_SELECTED PASSAGE_.
——————
Poonkulali Thangavelu, Bankrate.com on

Published in Home and Consumer News

Consumer advocates point to savings

Consumer advocate groups, however, lauded the new rule for helping consumers save money. According to Chi Chi Wu, senior attorney at the National Consumer Law Center (NCLC), in a press release issued by the organization, “The CFPB’s credit card late fee rule will help the balance sheets of millions of households stretched thin by record-high housing costs and other expenses.”

Further, Ira Rheingold, executive director of the National Association of Consumer Advocates (NACA), was quoted in a press release by the agency as saying that, “The $8 cap on allowed late fees not only relieves American families from burdensome charges, it also brings credit card practices back in line with the statutory requirements of longstanding federal laws.”

Other deterrents to late payments

Considering that the new rule would substantially lower credit card late fees, some argue that it provides an incentive for consumers to be tardy with their card payments.

The CFPB, however, expects the rule to create an incentive for card issuers to encourage consumers to pay on time, since late fees will not be a source of income for them.

 

“Late fees are layered on top of many other punitive measures credit card companies impose on consumers who miss payments, including extra interest charges, loss of their grace period, negative credit reporting, reductions in their credit limit, and a higher interest rate on future purchases.”
——————
_DATASET CONTENT_.
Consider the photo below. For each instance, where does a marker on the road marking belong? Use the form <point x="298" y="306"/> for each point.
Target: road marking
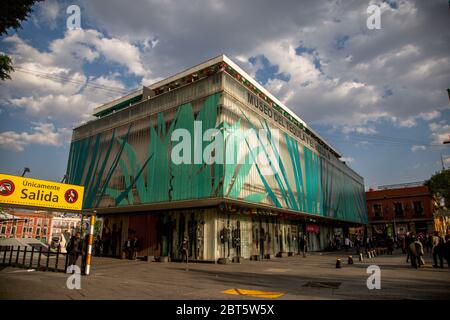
<point x="254" y="293"/>
<point x="276" y="270"/>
——————
In the article on credit card late fees, rewrite the part that opens with the words "Other deterrents to" and closes with "income for them.", changing "card issuers" to "credit card companies".

_FINISHED ANSWER_.
Other deterrents to late payments

Considering that the new rule would substantially lower credit card late fees, some argue that it provides an incentive for consumers to be tardy with their card payments.

The CFPB, however, expects the rule to create an incentive for credit card companies to encourage consumers to pay on time, since late fees will not be a source of income for them.